Required work: From the first line to the last, print the material exactly, skipping the pictures.

Extracted information:

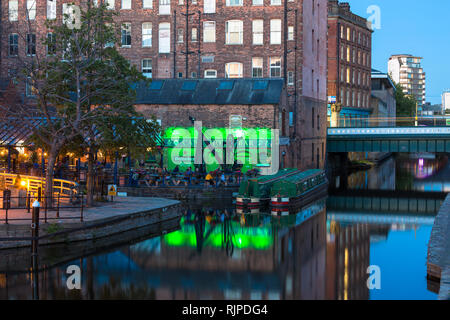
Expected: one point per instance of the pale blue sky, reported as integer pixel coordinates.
(416, 27)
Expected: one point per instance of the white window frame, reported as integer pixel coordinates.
(271, 60)
(164, 37)
(209, 31)
(210, 76)
(147, 4)
(110, 4)
(258, 32)
(164, 7)
(126, 5)
(261, 66)
(275, 32)
(51, 9)
(151, 68)
(209, 6)
(147, 34)
(240, 68)
(234, 24)
(31, 9)
(126, 26)
(13, 10)
(233, 3)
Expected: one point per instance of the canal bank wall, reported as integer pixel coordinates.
(123, 215)
(438, 259)
(181, 193)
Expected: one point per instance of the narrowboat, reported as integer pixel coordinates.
(299, 189)
(255, 192)
(289, 187)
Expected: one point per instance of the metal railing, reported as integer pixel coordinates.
(33, 183)
(12, 206)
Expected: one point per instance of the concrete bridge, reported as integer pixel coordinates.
(394, 139)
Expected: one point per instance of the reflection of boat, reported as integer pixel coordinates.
(299, 189)
(288, 187)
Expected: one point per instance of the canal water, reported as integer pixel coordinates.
(380, 217)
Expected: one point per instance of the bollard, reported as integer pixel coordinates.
(57, 209)
(35, 228)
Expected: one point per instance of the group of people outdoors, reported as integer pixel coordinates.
(198, 176)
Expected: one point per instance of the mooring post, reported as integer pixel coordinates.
(35, 228)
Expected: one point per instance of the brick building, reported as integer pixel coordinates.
(209, 39)
(349, 65)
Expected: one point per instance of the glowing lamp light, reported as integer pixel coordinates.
(421, 162)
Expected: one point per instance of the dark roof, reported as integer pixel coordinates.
(210, 91)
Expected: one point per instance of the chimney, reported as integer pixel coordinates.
(345, 6)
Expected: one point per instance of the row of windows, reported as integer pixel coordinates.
(232, 69)
(351, 98)
(209, 6)
(355, 56)
(355, 77)
(357, 37)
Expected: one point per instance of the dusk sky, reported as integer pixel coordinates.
(413, 27)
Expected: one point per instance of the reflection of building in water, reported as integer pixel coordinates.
(380, 177)
(279, 258)
(348, 256)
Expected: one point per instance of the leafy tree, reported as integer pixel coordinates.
(82, 83)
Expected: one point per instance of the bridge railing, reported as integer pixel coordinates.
(33, 183)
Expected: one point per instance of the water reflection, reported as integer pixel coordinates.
(318, 252)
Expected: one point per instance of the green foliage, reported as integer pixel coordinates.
(406, 107)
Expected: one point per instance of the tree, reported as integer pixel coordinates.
(406, 107)
(78, 82)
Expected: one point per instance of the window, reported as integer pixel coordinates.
(233, 70)
(275, 31)
(13, 10)
(110, 4)
(290, 78)
(275, 67)
(290, 33)
(180, 35)
(233, 32)
(233, 3)
(258, 32)
(209, 31)
(209, 6)
(147, 34)
(126, 4)
(211, 73)
(13, 44)
(147, 4)
(126, 34)
(257, 67)
(31, 44)
(147, 68)
(29, 89)
(51, 44)
(31, 9)
(164, 7)
(51, 9)
(164, 37)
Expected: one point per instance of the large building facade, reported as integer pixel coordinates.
(349, 66)
(407, 71)
(210, 39)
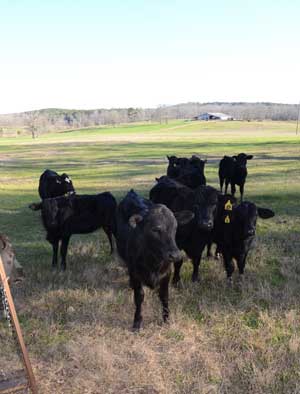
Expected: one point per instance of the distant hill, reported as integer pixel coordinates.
(50, 119)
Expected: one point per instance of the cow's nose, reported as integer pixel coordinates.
(206, 224)
(174, 256)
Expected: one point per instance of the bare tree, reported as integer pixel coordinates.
(32, 123)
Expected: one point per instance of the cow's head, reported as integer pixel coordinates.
(158, 227)
(205, 207)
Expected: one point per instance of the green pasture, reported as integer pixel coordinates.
(118, 159)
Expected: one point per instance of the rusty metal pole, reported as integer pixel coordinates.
(15, 320)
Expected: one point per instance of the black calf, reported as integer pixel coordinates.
(233, 170)
(145, 237)
(53, 185)
(64, 216)
(235, 232)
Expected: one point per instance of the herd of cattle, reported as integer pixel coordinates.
(181, 214)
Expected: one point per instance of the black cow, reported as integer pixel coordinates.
(195, 235)
(235, 232)
(233, 170)
(53, 185)
(145, 238)
(76, 214)
(189, 172)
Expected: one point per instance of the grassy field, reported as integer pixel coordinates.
(78, 325)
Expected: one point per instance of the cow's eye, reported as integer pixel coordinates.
(156, 230)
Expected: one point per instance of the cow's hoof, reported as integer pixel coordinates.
(177, 284)
(137, 325)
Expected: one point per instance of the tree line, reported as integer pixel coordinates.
(44, 120)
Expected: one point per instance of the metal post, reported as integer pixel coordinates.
(298, 118)
(15, 320)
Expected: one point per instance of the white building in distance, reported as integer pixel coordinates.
(213, 116)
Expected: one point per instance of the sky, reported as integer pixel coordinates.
(86, 54)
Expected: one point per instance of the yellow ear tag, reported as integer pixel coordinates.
(228, 206)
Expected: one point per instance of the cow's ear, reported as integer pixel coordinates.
(184, 217)
(265, 213)
(134, 220)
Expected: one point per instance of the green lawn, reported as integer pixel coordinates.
(220, 340)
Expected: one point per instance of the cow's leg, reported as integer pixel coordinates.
(221, 179)
(209, 252)
(55, 252)
(226, 185)
(229, 267)
(241, 262)
(242, 191)
(164, 295)
(108, 232)
(196, 263)
(176, 277)
(63, 252)
(138, 300)
(233, 190)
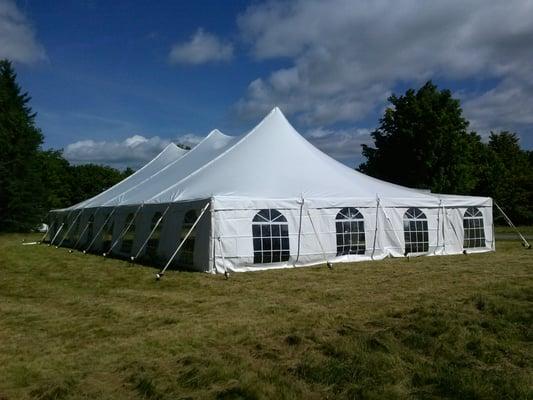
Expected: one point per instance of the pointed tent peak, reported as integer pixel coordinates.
(172, 148)
(216, 133)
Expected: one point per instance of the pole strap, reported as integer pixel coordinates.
(47, 230)
(317, 237)
(151, 233)
(184, 240)
(299, 233)
(101, 228)
(222, 255)
(70, 228)
(508, 220)
(375, 229)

Answer to this exercise:
Expected: one point per instance of the pale blue sky, reported as integer pixel coordinates.
(416, 27)
Expected: one point per instance of the white window frame, reported as integer pixel coordinates.
(271, 60)
(164, 37)
(209, 31)
(210, 76)
(147, 4)
(110, 4)
(258, 32)
(164, 7)
(126, 5)
(261, 66)
(275, 32)
(51, 9)
(151, 68)
(209, 6)
(147, 34)
(240, 68)
(234, 24)
(31, 9)
(126, 26)
(13, 10)
(233, 3)
Expected: one point per instance of the canal bank wall, reported as integer pixel coordinates.
(123, 215)
(438, 259)
(181, 193)
Expected: one point per instance of the narrowboat, reported as integer pixel coordinates.
(299, 189)
(255, 192)
(289, 187)
Expected: one point per instance of the metal railing, reported as integer pixel coordinates.
(33, 183)
(12, 206)
Expected: one point per instance of the concrete bridge, reported as integer pixel coordinates.
(394, 139)
Expected: one point per instance of the reflection of boat, reported as integer pixel coordinates.
(299, 189)
(288, 187)
Expected: one point per instance of the canal water, reported as integer pixel coordinates.
(380, 217)
Expected: one point per instance of the bollard, reported as integer pixel coordinates.
(57, 209)
(35, 228)
Expected: one point per instance of the group of people outdoors, reported as integer pixel coordinates.
(198, 176)
Expected: one point per instance of the mooring post, reported as integer pixel coordinates.
(35, 228)
Expected: one point per instance of the brick building, reported as integer pixel coordinates.
(209, 39)
(349, 65)
Expected: one point per instance of the glowing lamp light, reported as integer pixel coordinates.
(421, 162)
Expected: one point per instance of the dark roof, reported as integer pixel coordinates.
(210, 91)
Expected: one point per instance of the chimney, reported as integer pixel coordinates.
(345, 6)
Expected: one point per instance of the row of windows, reported as integer pixel coordinates.
(232, 69)
(351, 98)
(209, 6)
(355, 56)
(355, 77)
(357, 37)
Expected: one point per instance of the dusk sky, reported as integer pixel coordinates.
(413, 27)
Expected: one point per instance of the reflection of building in water, reported as integer pixel coordinates.
(380, 177)
(279, 258)
(348, 256)
Expected: one point per instance of the leafy tree, reported as integer pixel coordinates.
(82, 83)
Expected: one point per instance of the bridge railing, reported as integer pixel coordinates.
(33, 183)
Expected: one point per instance of the water reflection, reported as integer pixel coordinates.
(318, 252)
Expected: one point per instance of the green foliage, reported as integer pixel coordinates.
(406, 107)
Expected: one point per instance of the tree, reported as integer pixel coordinates.
(406, 107)
(78, 82)
Expected: one point per instance of the window, reported as integer pixel coordinates.
(233, 70)
(275, 31)
(13, 10)
(110, 4)
(290, 78)
(275, 67)
(290, 33)
(180, 35)
(233, 32)
(233, 3)
(258, 32)
(209, 31)
(209, 6)
(147, 34)
(126, 4)
(211, 73)
(13, 44)
(147, 4)
(126, 34)
(257, 67)
(31, 44)
(147, 68)
(29, 89)
(51, 44)
(31, 9)
(164, 7)
(51, 9)
(164, 37)
Expected: one point per instance of the large building facade, reported as integer pixel coordinates.
(349, 66)
(407, 71)
(210, 39)
Expected: one point per instance of the distant hill, reported as integer pixel coordinates.
(50, 119)
Expected: one point per instance of the cow's nose, reported as integer pixel coordinates.
(206, 224)
(174, 256)
Expected: one point per instance of the bare tree, reported as integer pixel coordinates.
(32, 123)
Expected: one point per instance of the cow's head, reported as integer pixel coordinates.
(158, 227)
(205, 207)
Expected: one point per instance of the green pasture, reported as integer pixel coordinates.
(118, 159)
Expected: one point per instance of the rusty metal pole, reported as integer pixel coordinates.
(15, 320)
Expected: one point per instance of the black calf, reported as integer pixel coordinates.
(233, 170)
(145, 237)
(53, 185)
(64, 216)
(235, 232)
Expected: one point per instance of the herd of cattle, reported as integer pixel coordinates.
(181, 214)
Expected: one point per instance of the black cow, reported as integer pixel coordinates.
(195, 235)
(235, 232)
(233, 170)
(53, 185)
(145, 238)
(76, 214)
(189, 172)
Expected: one point per instance of the grassy field, reported as integer pixel coordinates.
(78, 325)
Expected: one point per instance of the cow's eye, reported as integer pixel coordinates.
(156, 230)
Expected: one point per instance of the cow's hoof, reported as integer pixel coordinates.
(177, 284)
(137, 325)
Expected: one point per instance of the tree line, reported as integer pixel coordinates.
(44, 120)
Expected: one point per instance of the metal post, reported as integer pixel coordinates.
(298, 118)
(15, 320)
Expected: one point per instance of the white building in distance, reported as integer pixel coordinates.
(213, 116)
Expected: one point per instance of the sky, reported as integer pixel coordinates.
(86, 54)
Expected: one point per instance of the yellow ear tag, reported as integer pixel coordinates.
(228, 206)
Expected: one point per instance of the cow's ear, reported as integer pixel coordinates.
(184, 217)
(265, 213)
(134, 220)
Expected: one point per instance of the green lawn, reported as integer pixel coordinates.
(220, 340)
Expected: one point per instance of the cow's leg, reported as integer pixel coordinates.
(221, 179)
(209, 252)
(55, 252)
(226, 185)
(229, 267)
(241, 262)
(242, 191)
(164, 295)
(108, 232)
(196, 263)
(176, 277)
(63, 252)
(138, 300)
(233, 190)
Expected: one point per instance of the pointed tent peak, reported as integer pixel coordinates.
(172, 148)
(216, 133)
Expected: one point per instance of the pole strap, reported as integer pixel coordinates.
(47, 230)
(317, 237)
(151, 233)
(184, 240)
(299, 233)
(101, 228)
(222, 255)
(70, 228)
(508, 220)
(375, 229)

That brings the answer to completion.